*What to work on*
Could you copy every one of the rows below word for word, leaving the pictures out of your answer?

*Supplied records*
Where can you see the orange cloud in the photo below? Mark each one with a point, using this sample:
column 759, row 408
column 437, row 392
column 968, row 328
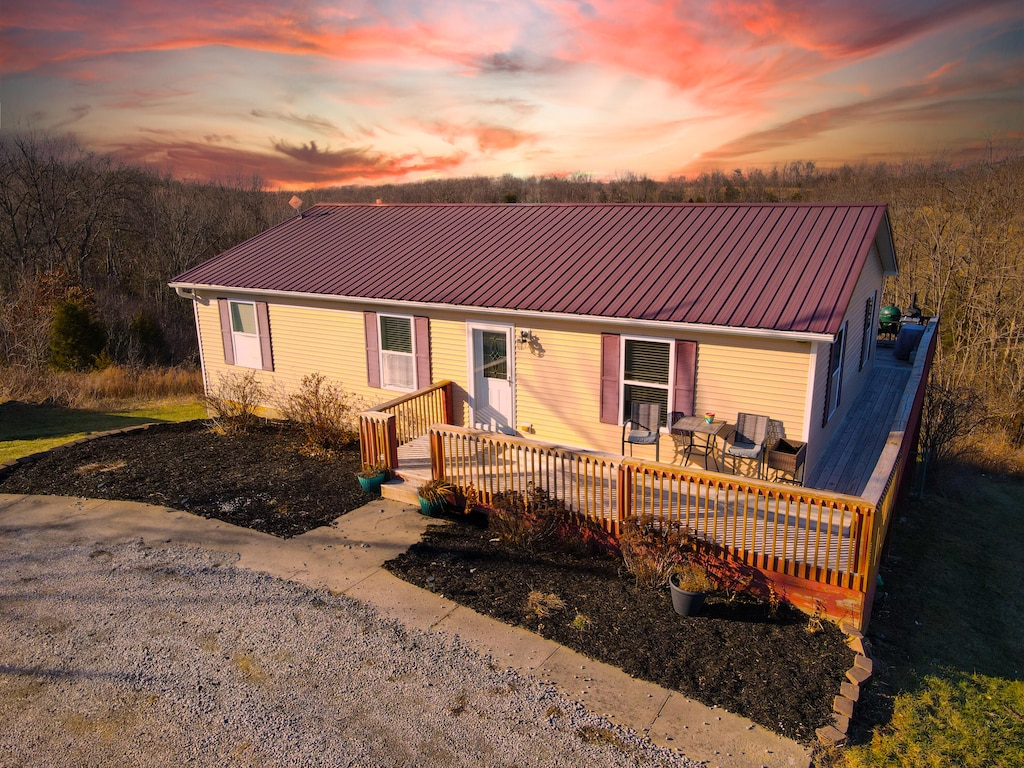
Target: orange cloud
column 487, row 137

*Correct answer*
Where can you see the orange cloud in the photo below? Mark each one with a point, using this sample:
column 759, row 408
column 437, row 392
column 968, row 328
Target: orange cloud
column 487, row 137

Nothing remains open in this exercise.